- [DO THIS]:
Set down each record exactly as written.

Point-based annotation data:
....

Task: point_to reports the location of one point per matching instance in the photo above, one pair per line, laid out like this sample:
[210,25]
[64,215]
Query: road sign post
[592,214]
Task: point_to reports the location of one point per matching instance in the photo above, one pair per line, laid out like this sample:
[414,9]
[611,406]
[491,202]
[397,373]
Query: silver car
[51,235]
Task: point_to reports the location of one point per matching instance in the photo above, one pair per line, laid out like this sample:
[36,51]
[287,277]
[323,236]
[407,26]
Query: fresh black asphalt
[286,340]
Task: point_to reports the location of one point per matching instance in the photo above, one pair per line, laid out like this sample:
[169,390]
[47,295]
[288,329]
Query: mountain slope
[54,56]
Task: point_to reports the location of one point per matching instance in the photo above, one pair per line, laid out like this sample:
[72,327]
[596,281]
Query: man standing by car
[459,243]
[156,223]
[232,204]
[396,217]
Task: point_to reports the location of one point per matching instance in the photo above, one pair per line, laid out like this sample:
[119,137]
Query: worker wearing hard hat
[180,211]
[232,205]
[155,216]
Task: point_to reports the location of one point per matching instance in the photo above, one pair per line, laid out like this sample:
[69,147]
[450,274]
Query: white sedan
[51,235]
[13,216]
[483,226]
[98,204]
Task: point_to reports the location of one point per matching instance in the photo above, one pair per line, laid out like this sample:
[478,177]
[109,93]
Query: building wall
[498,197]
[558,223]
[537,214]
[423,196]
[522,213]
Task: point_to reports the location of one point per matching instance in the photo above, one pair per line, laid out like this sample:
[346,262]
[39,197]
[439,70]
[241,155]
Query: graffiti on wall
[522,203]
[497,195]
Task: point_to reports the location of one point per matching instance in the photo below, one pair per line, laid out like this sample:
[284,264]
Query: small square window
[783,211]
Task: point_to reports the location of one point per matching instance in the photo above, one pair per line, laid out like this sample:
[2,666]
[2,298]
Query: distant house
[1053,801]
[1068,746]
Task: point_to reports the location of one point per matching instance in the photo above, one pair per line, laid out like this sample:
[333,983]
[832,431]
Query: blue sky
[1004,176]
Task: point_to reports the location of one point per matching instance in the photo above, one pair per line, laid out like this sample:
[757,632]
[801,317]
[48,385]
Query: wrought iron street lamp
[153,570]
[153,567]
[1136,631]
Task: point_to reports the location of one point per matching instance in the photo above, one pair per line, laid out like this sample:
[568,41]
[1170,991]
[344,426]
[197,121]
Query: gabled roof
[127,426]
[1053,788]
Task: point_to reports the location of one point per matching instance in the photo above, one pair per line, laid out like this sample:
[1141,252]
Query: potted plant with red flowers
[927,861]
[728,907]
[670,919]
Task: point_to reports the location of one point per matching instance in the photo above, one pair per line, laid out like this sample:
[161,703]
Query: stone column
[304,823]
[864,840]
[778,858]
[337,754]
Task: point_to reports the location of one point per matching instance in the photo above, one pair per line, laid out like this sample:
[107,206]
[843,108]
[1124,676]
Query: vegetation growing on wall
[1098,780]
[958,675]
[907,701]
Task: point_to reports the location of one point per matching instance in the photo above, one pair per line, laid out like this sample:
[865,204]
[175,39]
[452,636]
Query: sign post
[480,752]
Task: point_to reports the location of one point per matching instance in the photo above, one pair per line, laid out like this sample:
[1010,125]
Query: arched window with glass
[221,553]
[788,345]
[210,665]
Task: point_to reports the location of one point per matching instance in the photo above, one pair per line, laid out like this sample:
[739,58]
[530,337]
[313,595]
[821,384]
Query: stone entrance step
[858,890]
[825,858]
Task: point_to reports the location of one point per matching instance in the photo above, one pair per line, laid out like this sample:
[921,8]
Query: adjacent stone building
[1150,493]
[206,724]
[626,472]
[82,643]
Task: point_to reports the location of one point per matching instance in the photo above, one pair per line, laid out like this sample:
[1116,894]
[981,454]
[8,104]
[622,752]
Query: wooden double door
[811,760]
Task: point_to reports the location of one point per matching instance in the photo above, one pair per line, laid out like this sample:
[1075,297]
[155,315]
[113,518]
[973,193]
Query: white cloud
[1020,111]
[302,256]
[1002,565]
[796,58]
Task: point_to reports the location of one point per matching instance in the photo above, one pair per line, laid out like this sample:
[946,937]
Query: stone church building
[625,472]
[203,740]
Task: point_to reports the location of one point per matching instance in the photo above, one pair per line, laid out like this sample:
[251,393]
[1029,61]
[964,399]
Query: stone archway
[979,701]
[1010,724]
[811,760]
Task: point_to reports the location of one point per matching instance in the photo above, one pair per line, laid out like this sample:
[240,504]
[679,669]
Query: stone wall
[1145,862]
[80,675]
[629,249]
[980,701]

....

- [REPLY]:
Task: point_to reports the location of one point per matching instance in the photo above, one pair per line, laid out like this sample:
[210,25]
[64,215]
Query: road sign post
[592,214]
Task: point_to reports the location of one point per matching instance in the photo above, one pair per line, laid out like this sample:
[414,9]
[611,406]
[491,202]
[397,373]
Query: silver car
[51,235]
Task: point_to reports the location of one point per matching instance in the photo above, one pair per line, laid out like this sample:
[36,51]
[287,277]
[323,236]
[407,26]
Query: fresh black asphalt
[286,340]
Task: point_to reports the location of one point per matching instance in the photo above, one pair per line, laid out like this sample:
[169,390]
[47,295]
[288,329]
Query: mountain slope
[54,56]
Task: point_to reports the location of one point per matching instance in the photo above, one pair per line, laid out like this sample:
[72,327]
[596,281]
Query: man standing by car
[459,243]
[156,223]
[232,204]
[396,217]
Task: point_to reports the location of one point per matching instance in the photo above, one pair per line, laid out like this sample:
[119,137]
Query: worker wearing hard hat
[180,211]
[232,205]
[155,216]
Task: point_to reports the location of one point per matching instance in the photo above, one pair per line, laid out like this sample:
[69,147]
[450,274]
Query: white sedan
[51,235]
[13,216]
[483,226]
[98,204]
Task: point_to reports the location of one point per matching instance in the photo above, one pair per line, laid out like this sample:
[478,177]
[109,93]
Query: building wall
[498,197]
[558,223]
[537,214]
[423,196]
[522,213]
Task: point_to reports the location of one point per matching instance in the photo above, one pair per line, laid out like this sample:
[346,262]
[39,197]
[439,70]
[241,155]
Query: graffiti on wall
[522,203]
[497,195]
Task: point_to reports the location of one point per matching instance in the photo below, one pair per line, laid out like this sample:
[284,264]
Query: small square window
[783,211]
Task: point_to reports the location of one point per matching instance in the photo above, one pair per line, laid out like this sample:
[2,666]
[2,298]
Query: distant house
[1053,801]
[1068,746]
Task: point_to reports the location of one point per matching instance in the photo above, one pair per line, laid out like this sample:
[333,983]
[832,431]
Query: blue sky
[1004,176]
Task: point_to reports the location of one point per matching instance in the photo above, one pair per line, laid out like this sample:
[757,632]
[801,317]
[48,385]
Query: wrought iron street lamp
[153,570]
[153,567]
[1136,631]
Task: point_to reports the location of one point per matching instance in the photo above, one pair per line, laid out like this sample:
[568,41]
[1170,991]
[344,426]
[197,121]
Query: gabled roof
[127,426]
[1053,788]
Task: point_to reports the location of one point per matching instance in the photo above, one pair per line, laid out like this sample:
[1141,252]
Query: potted plant with red flowers
[927,861]
[728,907]
[670,919]
Task: point_to reports the location of one point per matching instance in the photo above, one pair per line, laid out like this sample:
[161,703]
Query: stone column
[304,823]
[864,840]
[778,858]
[337,754]
Task: point_to reports the location of one point per matching instance in the photo above, one pair per line, laid out like this sample:
[107,206]
[843,108]
[1124,676]
Query: vegetation growing on wall
[1098,780]
[958,675]
[907,701]
Task: point_to reports the location of one point per matching instance in the photo above, one pair per line, laid out like this sample:
[865,204]
[175,39]
[452,636]
Query: sign post
[480,752]
Task: point_to reports the location of one point per matching instance in the photo above, one pair per line, laid out like this sample:
[1010,125]
Query: arched window with glass
[221,553]
[788,345]
[210,665]
Task: point_to reports the location of one point per matching instance in the photo above, one pair per line, laid out like this sample:
[739,58]
[530,337]
[313,595]
[821,384]
Query: stone entrance step
[858,890]
[825,858]
Task: point_to reports the location of one point per matching instance in the photo above, one pair per line, laid out like this sample:
[921,8]
Query: adjacent stone building
[1150,493]
[206,724]
[626,472]
[82,643]
Task: point_to reports the location of one point per matching instance in the photo above, one pair per line, laid out like this sample:
[1116,894]
[981,454]
[8,104]
[622,752]
Query: wooden double door
[811,760]
Task: point_to reports the location of one point per matching instance in the photo above, one pair per line, laid out like this sample:
[1075,297]
[155,315]
[113,518]
[973,193]
Query: white cloud
[1020,111]
[302,256]
[1002,565]
[796,58]
Task: point_to reports the location of one point per matching instance in the photo above, one pair per line, laid out like this sample:
[946,937]
Query: stone church building
[625,472]
[203,740]
Task: point_to reports the location of one point per matching instance in the photo above, one pair per line, laid out like this sample:
[251,393]
[1029,61]
[964,399]
Query: stone archway
[979,701]
[1010,724]
[811,760]
Task: point_to reports the location of one point per matching instance in the photo above, one pair per line, laid out like this sample:
[240,504]
[679,669]
Query: stone wall
[1145,862]
[80,675]
[629,249]
[980,701]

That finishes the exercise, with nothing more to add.